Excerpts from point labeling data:
------------------------
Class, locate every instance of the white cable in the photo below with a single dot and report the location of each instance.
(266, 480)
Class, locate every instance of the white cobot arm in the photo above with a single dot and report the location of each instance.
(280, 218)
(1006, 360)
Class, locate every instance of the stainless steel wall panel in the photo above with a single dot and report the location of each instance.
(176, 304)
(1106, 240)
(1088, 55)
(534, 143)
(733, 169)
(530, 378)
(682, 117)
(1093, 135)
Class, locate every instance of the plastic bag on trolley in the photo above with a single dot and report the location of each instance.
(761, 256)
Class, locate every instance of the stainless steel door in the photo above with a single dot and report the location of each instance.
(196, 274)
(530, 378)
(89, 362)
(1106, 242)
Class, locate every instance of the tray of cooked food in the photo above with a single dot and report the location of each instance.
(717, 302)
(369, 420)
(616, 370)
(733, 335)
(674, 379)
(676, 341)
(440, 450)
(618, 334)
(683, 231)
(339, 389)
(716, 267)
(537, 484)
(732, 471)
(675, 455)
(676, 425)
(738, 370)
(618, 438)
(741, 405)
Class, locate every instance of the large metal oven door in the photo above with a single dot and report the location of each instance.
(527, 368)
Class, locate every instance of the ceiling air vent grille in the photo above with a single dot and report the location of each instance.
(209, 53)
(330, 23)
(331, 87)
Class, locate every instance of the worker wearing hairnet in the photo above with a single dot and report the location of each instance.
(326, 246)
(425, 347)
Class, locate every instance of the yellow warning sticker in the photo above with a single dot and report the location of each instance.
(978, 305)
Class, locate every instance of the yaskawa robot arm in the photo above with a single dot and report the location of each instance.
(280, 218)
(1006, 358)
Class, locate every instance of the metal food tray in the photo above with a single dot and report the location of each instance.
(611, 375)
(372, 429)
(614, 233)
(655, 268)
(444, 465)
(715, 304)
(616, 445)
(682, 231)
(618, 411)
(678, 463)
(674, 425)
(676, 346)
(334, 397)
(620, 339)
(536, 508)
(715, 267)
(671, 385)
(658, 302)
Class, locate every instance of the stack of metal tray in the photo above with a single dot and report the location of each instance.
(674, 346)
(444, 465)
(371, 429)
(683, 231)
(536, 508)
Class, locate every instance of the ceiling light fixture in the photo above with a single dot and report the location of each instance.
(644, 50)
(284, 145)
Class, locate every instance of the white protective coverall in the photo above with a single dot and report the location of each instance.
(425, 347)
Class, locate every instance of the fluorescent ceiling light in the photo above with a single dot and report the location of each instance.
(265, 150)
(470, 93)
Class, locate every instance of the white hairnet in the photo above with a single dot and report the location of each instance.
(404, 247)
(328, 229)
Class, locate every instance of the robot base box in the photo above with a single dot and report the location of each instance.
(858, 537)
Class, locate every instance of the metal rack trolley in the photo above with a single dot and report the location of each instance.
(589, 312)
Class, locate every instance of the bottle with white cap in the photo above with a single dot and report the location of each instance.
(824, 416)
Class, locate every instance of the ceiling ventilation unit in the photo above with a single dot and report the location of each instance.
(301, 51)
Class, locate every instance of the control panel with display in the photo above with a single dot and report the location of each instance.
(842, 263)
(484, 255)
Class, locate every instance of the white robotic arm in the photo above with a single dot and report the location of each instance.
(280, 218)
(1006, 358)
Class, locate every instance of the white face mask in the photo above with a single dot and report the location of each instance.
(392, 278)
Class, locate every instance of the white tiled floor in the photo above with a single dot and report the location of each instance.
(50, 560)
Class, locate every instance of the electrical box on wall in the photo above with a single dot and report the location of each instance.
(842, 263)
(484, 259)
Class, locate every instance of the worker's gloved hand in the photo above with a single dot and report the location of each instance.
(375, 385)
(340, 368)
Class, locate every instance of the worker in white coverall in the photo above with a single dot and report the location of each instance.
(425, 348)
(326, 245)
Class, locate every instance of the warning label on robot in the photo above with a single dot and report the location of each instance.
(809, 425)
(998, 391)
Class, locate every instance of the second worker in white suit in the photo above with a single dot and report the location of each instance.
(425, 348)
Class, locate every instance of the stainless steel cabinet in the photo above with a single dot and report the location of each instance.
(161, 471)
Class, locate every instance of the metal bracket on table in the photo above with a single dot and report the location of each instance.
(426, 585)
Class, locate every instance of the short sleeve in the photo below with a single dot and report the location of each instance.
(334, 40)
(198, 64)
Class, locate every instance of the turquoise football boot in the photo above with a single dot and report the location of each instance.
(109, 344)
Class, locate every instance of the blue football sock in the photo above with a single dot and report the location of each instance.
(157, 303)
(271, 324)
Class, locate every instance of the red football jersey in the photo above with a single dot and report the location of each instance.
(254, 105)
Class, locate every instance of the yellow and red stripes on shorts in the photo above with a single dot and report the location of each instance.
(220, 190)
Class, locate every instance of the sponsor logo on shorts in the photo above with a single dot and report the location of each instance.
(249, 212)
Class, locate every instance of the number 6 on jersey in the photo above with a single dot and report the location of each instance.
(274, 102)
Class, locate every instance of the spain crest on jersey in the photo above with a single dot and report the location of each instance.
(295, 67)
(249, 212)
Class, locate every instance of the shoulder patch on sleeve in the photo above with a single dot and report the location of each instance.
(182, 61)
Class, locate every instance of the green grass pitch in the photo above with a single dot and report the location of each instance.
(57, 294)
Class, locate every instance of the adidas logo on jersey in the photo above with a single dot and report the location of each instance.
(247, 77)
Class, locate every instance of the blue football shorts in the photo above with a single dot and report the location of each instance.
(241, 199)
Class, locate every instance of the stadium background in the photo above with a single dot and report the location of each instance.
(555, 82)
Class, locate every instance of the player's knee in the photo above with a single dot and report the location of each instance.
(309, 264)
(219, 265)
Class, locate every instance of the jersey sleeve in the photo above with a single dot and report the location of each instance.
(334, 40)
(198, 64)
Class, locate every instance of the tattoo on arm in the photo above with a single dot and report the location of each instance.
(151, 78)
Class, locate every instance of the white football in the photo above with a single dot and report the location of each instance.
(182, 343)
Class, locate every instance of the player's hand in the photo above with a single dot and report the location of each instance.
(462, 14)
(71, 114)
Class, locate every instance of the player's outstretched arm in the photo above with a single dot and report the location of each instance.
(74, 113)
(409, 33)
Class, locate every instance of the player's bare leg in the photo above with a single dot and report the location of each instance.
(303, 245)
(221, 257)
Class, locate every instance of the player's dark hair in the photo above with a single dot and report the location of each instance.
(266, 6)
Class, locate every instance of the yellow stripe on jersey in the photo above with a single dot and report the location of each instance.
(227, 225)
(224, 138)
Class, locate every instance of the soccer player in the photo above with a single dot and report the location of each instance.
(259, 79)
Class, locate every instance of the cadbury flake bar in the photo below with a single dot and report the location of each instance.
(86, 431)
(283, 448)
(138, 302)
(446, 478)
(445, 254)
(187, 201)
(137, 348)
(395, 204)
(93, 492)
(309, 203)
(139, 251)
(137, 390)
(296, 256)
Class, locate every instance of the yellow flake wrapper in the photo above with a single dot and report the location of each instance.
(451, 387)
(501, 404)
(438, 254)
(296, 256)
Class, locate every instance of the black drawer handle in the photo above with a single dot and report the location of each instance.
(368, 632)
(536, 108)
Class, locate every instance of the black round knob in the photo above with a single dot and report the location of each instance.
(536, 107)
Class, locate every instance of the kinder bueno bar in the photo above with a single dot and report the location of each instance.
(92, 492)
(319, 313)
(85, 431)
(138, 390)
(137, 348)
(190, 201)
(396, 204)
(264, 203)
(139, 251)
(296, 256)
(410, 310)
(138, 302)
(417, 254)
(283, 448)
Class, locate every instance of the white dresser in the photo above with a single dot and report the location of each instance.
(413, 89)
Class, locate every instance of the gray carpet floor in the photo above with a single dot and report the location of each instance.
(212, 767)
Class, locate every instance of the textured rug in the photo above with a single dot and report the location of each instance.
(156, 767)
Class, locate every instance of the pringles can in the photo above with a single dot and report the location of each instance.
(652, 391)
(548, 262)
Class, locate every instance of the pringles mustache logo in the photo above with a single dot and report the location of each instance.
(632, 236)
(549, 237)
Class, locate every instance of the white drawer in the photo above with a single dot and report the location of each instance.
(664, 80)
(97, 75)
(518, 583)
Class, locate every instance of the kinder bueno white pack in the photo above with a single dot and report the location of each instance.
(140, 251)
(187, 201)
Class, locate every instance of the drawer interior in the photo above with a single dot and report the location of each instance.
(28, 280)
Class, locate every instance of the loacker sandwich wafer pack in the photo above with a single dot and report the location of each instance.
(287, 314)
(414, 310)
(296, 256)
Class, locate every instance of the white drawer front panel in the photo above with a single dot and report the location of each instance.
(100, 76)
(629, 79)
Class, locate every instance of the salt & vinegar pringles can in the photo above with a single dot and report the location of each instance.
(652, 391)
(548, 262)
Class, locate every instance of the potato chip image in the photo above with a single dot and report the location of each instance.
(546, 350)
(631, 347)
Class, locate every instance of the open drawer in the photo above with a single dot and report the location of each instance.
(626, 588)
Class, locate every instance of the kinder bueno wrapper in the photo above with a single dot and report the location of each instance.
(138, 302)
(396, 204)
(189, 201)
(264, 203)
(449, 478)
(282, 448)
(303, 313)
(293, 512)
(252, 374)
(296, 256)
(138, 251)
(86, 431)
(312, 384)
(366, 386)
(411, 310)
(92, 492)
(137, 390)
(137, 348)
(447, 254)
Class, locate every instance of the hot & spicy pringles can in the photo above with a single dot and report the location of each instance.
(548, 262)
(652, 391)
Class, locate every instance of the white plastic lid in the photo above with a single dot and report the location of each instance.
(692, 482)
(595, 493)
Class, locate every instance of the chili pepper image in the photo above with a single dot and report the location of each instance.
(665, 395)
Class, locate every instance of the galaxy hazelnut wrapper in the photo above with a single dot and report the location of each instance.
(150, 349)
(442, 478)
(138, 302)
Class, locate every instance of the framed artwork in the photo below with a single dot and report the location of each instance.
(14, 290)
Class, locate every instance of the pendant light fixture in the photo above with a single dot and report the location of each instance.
------------------------
> Exercise instructions
Format the material from its first line up to and including the line with "(1006, 360)" as a Markdown table with the columns Row and Line, numbering each line and leaving out blank lines.

> Full output
| Row | Line |
|---|---|
| 1 | Class, locate every instance of the white cable in the photo below with a single dot and report the location of each instance. |
| 2 | (266, 480) |
| 3 | Class, locate every instance of the white cobot arm in the photo above with a single dot and report the location of each instance. |
| 4 | (280, 218) |
| 5 | (1006, 360) |